[EXTRACTED RECORDS]
•••••

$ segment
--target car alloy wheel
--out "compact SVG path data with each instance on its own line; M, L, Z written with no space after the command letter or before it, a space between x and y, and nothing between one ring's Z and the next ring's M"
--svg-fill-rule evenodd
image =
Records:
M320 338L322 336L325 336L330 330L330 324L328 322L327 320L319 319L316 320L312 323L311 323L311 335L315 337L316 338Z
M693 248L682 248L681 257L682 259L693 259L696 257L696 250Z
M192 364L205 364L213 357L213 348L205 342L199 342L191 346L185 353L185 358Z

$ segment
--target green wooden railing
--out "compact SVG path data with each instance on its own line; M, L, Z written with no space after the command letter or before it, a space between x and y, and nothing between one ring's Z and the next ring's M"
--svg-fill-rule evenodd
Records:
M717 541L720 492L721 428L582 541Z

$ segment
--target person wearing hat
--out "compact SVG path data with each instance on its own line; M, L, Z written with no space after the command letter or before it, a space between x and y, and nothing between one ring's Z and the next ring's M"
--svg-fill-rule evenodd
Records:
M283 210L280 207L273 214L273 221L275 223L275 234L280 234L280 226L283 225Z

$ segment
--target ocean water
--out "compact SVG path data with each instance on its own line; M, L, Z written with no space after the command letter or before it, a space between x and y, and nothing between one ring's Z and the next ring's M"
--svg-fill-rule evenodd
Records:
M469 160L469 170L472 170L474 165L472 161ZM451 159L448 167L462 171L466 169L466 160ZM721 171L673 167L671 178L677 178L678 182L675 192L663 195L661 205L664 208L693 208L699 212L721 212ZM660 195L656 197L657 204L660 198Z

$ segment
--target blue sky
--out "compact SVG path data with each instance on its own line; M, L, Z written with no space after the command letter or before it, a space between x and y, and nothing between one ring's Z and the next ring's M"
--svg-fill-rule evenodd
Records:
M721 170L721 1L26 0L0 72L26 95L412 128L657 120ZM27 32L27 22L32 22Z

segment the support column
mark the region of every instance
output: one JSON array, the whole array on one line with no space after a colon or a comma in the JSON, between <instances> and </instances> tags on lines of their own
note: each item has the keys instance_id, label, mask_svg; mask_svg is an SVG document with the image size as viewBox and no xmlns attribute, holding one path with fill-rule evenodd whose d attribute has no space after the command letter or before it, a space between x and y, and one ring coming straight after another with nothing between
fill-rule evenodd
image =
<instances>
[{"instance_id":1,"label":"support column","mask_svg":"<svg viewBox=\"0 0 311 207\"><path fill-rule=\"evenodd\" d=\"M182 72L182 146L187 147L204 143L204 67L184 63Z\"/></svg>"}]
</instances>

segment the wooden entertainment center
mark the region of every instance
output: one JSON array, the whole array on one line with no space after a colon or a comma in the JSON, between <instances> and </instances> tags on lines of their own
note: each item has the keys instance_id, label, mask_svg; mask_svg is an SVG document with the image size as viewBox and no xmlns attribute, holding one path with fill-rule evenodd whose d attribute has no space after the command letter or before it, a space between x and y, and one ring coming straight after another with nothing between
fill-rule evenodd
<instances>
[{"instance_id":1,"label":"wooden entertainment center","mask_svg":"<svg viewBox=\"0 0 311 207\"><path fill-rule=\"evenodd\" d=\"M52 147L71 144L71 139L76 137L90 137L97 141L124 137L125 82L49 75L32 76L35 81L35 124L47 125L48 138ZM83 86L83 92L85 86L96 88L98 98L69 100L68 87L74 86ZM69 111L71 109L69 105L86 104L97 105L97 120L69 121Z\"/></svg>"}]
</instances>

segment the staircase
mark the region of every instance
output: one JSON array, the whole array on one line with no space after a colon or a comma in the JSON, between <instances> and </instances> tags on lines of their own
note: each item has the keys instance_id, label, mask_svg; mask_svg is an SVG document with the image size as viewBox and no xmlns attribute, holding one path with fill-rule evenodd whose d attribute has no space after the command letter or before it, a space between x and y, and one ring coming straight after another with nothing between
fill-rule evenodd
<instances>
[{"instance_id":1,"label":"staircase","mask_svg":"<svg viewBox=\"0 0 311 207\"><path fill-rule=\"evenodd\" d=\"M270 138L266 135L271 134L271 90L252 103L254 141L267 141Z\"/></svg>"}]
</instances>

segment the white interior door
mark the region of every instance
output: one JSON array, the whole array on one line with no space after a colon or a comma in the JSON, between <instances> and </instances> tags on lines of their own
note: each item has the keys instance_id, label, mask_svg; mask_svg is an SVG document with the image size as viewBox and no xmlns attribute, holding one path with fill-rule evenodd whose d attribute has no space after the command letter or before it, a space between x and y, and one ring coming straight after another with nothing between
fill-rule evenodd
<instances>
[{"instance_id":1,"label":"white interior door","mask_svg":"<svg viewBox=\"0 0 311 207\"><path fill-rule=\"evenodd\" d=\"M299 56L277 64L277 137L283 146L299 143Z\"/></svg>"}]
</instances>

•••••

[WHAT IS BEING ASKED] Reproduce all data above, unchanged.

[CORRECT ANSWER]
$ segment
--target car alloy wheel
--out "compact SVG path data with each instance on its own line; M, L, Z written with no space after the command letter or before it, a space between x and y, and nothing between one ring's Z and the next ring's M"
--svg-fill-rule evenodd
image =
Records:
M320 338L322 336L325 336L330 330L330 324L328 322L327 320L319 319L316 320L312 323L311 323L311 335L315 337L316 338Z
M693 248L682 248L681 257L682 259L693 259L696 257L696 250Z
M192 364L205 364L213 357L213 348L205 342L199 342L191 346L185 353L185 358Z

$ segment
--target green wooden railing
--out "compact SVG path data with each instance on its own line; M, L, Z written with no space after the command letter or before it, a space between x and y, and nothing between one ring's Z and the next ring's M"
--svg-fill-rule evenodd
Records:
M717 541L720 492L721 428L582 541Z

$ segment
--target person wearing hat
--out "compact SVG path data with each instance on its own line; M, L, Z written with no space after the command letter or before it, a space between x and y, and nothing between one ring's Z and the next ring's M"
--svg-fill-rule evenodd
Records:
M283 210L280 207L273 214L273 221L275 223L275 234L280 234L280 226L283 225Z

$ segment
--target ocean water
--out "compact SVG path data with each instance on its own line; M, L, Z written with no space after the command letter or before it, a space between x and y, and nothing between one ring's Z and the next ring's M"
--svg-fill-rule evenodd
Records:
M469 160L469 170L472 170L474 165L472 161ZM451 159L448 167L462 171L466 169L466 160ZM721 171L673 167L671 178L677 178L678 182L675 192L663 195L661 205L664 208L693 208L699 212L721 212ZM660 195L656 197L657 204L660 198Z

$ segment
--target blue sky
--out "compact SVG path data with each instance on its own line; M, L, Z written with no space after the command letter or before it, a space between x and y, and nothing between one ring's Z and the next ring's M"
--svg-fill-rule evenodd
Records:
M721 170L721 1L26 0L0 72L26 95L412 128L657 120ZM27 32L27 22L32 22Z

segment the support column
mark the region of every instance
output: one JSON array, the whole array on one line with no space after a colon or a comma in the JSON, between <instances> and </instances> tags on lines of their own
note: each item has the keys instance_id, label, mask_svg; mask_svg is an SVG document with the image size as viewBox and no xmlns attribute, holding one path with fill-rule evenodd whose d attribute has no space after the command letter or before it, a space between x and y, and one ring coming straight after another with nothing between
fill-rule evenodd
image =
<instances>
[{"instance_id":1,"label":"support column","mask_svg":"<svg viewBox=\"0 0 311 207\"><path fill-rule=\"evenodd\" d=\"M182 72L182 146L187 147L204 143L204 67L184 63Z\"/></svg>"}]
</instances>

segment the wooden entertainment center
mark the region of every instance
output: one JSON array, the whole array on one line with no space after a colon or a comma in the JSON, between <instances> and </instances> tags on lines of their own
note: each item has the keys instance_id, label, mask_svg; mask_svg is an SVG document with the image size as viewBox and no xmlns attribute, holding one path with fill-rule evenodd whose d attribute has no space after the command letter or before it, a space between x and y, and one ring coming straight after another with nothing between
fill-rule evenodd
<instances>
[{"instance_id":1,"label":"wooden entertainment center","mask_svg":"<svg viewBox=\"0 0 311 207\"><path fill-rule=\"evenodd\" d=\"M52 147L71 144L71 139L76 137L90 137L97 141L124 137L125 82L49 75L32 76L35 81L35 124L47 125L48 138ZM83 86L83 92L85 86L96 88L98 98L69 100L68 87L74 86ZM69 111L71 109L69 105L86 104L97 105L97 120L69 121Z\"/></svg>"}]
</instances>

segment the staircase
mark the region of every instance
output: one JSON array, the whole array on one line with no space after a colon or a comma in the JSON, between <instances> and </instances> tags on lines of their own
note: each item has the keys instance_id, label, mask_svg; mask_svg is an SVG document with the image size as viewBox and no xmlns attribute, holding one path with fill-rule evenodd whose d attribute has no space after the command letter or before it, a space between x and y, and one ring coming straight after another with nothing between
fill-rule evenodd
<instances>
[{"instance_id":1,"label":"staircase","mask_svg":"<svg viewBox=\"0 0 311 207\"><path fill-rule=\"evenodd\" d=\"M270 138L266 135L271 134L271 90L252 103L254 141L267 141Z\"/></svg>"}]
</instances>

segment the white interior door
mark the region of every instance
output: one JSON array, the whole array on one line with no space after a colon or a comma in the JSON, between <instances> and </instances> tags on lines of their own
note: each item has the keys instance_id, label, mask_svg; mask_svg is an SVG document with the image size as viewBox and no xmlns attribute, holding one path with fill-rule evenodd whose d attribute has no space after the command letter or before it, a space between x and y, and one ring coming straight after another with nothing between
fill-rule evenodd
<instances>
[{"instance_id":1,"label":"white interior door","mask_svg":"<svg viewBox=\"0 0 311 207\"><path fill-rule=\"evenodd\" d=\"M299 56L277 64L277 137L283 146L299 143Z\"/></svg>"}]
</instances>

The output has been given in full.